**Exercise prompt**: Word for word, copy every line of the data.
━━━━━ Excerpted data ━━━━━
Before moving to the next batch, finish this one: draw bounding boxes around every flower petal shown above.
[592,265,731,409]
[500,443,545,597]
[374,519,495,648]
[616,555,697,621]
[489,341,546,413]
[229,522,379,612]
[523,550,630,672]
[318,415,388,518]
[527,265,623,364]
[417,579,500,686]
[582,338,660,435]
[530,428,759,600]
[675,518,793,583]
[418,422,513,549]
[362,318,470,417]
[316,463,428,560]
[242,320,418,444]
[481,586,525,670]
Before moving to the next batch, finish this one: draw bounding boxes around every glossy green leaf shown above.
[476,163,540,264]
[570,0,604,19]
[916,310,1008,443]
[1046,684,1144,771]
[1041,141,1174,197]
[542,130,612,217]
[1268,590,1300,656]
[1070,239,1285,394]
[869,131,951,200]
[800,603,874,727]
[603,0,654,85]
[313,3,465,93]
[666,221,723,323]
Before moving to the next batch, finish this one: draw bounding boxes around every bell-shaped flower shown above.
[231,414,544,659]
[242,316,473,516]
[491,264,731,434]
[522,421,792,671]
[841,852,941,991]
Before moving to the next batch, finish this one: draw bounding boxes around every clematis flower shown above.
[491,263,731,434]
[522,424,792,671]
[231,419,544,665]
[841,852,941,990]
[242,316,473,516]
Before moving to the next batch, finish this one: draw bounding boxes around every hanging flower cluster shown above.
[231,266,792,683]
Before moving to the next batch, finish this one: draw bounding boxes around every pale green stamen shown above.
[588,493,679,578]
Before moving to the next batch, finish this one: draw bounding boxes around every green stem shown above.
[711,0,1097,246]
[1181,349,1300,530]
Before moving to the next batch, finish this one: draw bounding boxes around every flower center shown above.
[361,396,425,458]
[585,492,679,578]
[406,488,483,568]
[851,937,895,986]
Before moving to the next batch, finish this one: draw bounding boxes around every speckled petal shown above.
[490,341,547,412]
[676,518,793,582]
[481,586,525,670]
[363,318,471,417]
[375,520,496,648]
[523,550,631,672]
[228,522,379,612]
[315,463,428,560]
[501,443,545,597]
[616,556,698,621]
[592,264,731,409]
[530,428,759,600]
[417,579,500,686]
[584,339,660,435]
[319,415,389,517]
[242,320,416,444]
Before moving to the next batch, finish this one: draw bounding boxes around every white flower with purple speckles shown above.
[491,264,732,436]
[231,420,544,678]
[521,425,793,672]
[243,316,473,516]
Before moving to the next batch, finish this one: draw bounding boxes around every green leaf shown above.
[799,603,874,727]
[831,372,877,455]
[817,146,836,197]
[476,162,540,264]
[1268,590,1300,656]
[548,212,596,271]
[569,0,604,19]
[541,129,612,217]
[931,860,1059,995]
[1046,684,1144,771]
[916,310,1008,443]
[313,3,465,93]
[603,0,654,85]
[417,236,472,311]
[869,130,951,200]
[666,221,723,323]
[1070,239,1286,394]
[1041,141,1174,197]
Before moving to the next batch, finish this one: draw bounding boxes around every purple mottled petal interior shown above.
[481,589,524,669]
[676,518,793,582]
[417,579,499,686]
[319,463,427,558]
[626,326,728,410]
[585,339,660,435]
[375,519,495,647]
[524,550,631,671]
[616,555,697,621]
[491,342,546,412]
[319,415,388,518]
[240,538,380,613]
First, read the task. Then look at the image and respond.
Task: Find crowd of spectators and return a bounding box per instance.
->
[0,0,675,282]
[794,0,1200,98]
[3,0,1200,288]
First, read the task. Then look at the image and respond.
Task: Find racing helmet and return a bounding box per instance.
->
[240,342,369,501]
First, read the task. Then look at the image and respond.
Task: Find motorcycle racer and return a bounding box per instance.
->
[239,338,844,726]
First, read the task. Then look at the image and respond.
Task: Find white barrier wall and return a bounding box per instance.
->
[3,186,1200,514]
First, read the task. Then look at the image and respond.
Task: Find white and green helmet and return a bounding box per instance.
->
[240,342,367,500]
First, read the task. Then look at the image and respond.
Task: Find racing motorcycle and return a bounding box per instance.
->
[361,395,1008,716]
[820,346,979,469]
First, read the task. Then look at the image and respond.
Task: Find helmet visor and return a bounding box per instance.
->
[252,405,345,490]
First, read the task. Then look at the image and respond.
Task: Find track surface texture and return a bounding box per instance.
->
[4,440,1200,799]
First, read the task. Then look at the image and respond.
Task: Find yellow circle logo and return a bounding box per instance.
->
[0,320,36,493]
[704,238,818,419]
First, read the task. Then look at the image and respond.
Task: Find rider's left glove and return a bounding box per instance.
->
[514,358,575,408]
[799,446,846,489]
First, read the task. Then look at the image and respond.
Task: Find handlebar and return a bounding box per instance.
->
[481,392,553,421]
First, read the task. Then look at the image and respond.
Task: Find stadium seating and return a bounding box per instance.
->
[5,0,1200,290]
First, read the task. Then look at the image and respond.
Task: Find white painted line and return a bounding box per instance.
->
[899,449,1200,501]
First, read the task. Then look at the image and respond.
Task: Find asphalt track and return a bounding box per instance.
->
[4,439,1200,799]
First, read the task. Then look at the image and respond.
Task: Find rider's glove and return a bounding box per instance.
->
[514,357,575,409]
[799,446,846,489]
━━━━━
**Solution to this problem**:
Before moving to the next batch, finish this one: draw bounding boxes around every flower petal shown above.
[592,265,731,409]
[500,443,545,597]
[374,519,495,648]
[616,555,697,621]
[489,341,546,413]
[229,522,379,612]
[523,550,630,672]
[318,415,388,518]
[527,265,623,364]
[417,579,500,686]
[582,338,660,435]
[530,428,759,600]
[675,518,793,583]
[418,422,513,549]
[362,318,470,417]
[316,463,428,560]
[242,320,418,444]
[481,586,525,670]
Before moving to the next batch, finish this one: draw bounding boxes around every glossy green leaf shown above.
[476,163,540,264]
[570,0,604,19]
[916,310,1008,443]
[1046,684,1144,771]
[1041,141,1174,197]
[542,130,612,217]
[1268,590,1300,656]
[1070,239,1285,394]
[869,131,951,200]
[800,603,874,727]
[603,0,654,85]
[313,3,465,93]
[666,221,723,323]
Before moving to the next batch, finish this one: draw bounding boxes around every bell-shaped flower shown above.
[231,414,544,659]
[242,316,473,516]
[491,264,731,434]
[522,421,792,671]
[841,852,941,991]
Before moving to the next batch, finish this one: draw bounding boxes around every clematis flower shown above.
[491,263,731,434]
[522,424,792,671]
[231,419,544,665]
[841,852,941,990]
[242,316,473,516]
Before moving to the next batch, finish this one: draw bounding boxes around every hanging flower cluster shown above.
[231,266,792,683]
Before moving to the next batch, finish this one: draw bounding boxes around every pale green stamen shown above.
[588,493,679,578]
Before moving to the next batch, finish this one: draw bounding boxes around every green stem shown above.
[711,0,1097,246]
[1181,349,1300,530]
Before moving to the next batch, finish this one: draw bounding boxes around every flower center shown above.
[361,396,425,458]
[585,492,679,578]
[406,488,483,568]
[851,937,895,986]
Before moving to the next batch, finish this one: draw bounding boxes around every speckled petal shown above.
[490,341,547,412]
[676,518,793,582]
[481,586,525,670]
[363,318,471,417]
[375,520,496,648]
[523,550,631,672]
[228,522,379,612]
[315,463,428,560]
[501,443,545,597]
[616,556,698,621]
[592,264,731,409]
[530,428,759,600]
[417,579,500,686]
[584,339,660,435]
[319,415,389,517]
[242,320,416,444]
Before moving to the next batch, finish this one: draw bounding boxes around every white flower with purple speckles shown above.
[491,264,732,436]
[231,420,544,678]
[521,425,793,672]
[243,316,473,516]
Before moving to the next batch, finish this one: draw bounding boxes around every green leaf shown above.
[799,603,874,727]
[831,372,877,455]
[817,146,836,197]
[476,162,540,264]
[1268,590,1300,656]
[548,212,596,271]
[569,0,604,19]
[541,129,612,217]
[931,860,1059,995]
[1046,684,1144,771]
[916,310,1008,443]
[313,3,465,93]
[603,0,654,85]
[417,236,472,311]
[869,130,951,200]
[666,221,723,323]
[1070,239,1286,394]
[1041,141,1174,197]
Before moving to the next batch, finish this one: draw bounding boxes around every purple mottled petal interior shown above.
[481,589,524,669]
[676,518,793,582]
[417,579,499,686]
[319,463,427,558]
[626,326,728,410]
[585,339,660,435]
[375,519,495,647]
[524,550,631,671]
[616,555,697,621]
[491,342,546,412]
[319,415,388,518]
[240,538,380,613]
First, read the task. Then look at the image and respond.
Task: Find crowd of spectators and return a bounding box per instance.
->
[0,0,675,282]
[794,0,1200,98]
[3,0,1200,288]
First, read the task. Then look at the image and respond.
Task: Find racing helmet and return a bounding box per instance.
->
[240,342,369,501]
First, read the task. Then look at the image and respond.
Task: Find motorcycle racer and return a bounding box per instance.
->
[239,338,844,726]
First, read the task. Then look at the image and respond.
Task: Find white barrier wall and return a bounding box per instance.
->
[3,186,1200,514]
First, read the task. Then look at the image and respond.
Task: Find white and green helmet and return a bounding box per instance.
->
[240,342,367,500]
First, read the task. Then look at the image and respond.
Task: Find racing motorcycle and return a bounding box per instance.
->
[361,395,1008,716]
[820,346,979,469]
First, read the task. Then look at the image and respond.
Task: Find helmet visor and return a bounding box per instance.
->
[252,405,345,490]
First, read the task. Then look at the image and respond.
Task: Find track surface texture and return a bounding box per instance.
->
[4,440,1200,799]
First, read the task. Then look at the image and respond.
Task: Find yellow circle logo and return a bounding box per instance.
->
[0,320,36,493]
[704,238,818,419]
First, read the task. Then look at the image and respond.
Task: Find rider's left glove and return a bounding box per instance.
->
[514,358,575,408]
[799,446,846,489]
First, read the task. Then look at the image and respond.
Task: Find handlebar and return a bounding box per instance.
->
[481,392,553,421]
First, read the task. Then look at the image and respond.
Task: Find stadium seating and return a bounding box per instance.
->
[5,0,1200,290]
First, read the task. Then look at the image and respond.
Task: Find white painted line and return a bounding box per instance.
->
[899,449,1200,501]
First, read the task. Then look at the image and respond.
Task: Find asphalt track and return a bounding box per instance.
->
[4,439,1200,799]
First, read the task. Then look at the image and respond.
Task: Find rider's glove and return a bounding box per instance.
->
[514,357,575,409]
[799,446,846,489]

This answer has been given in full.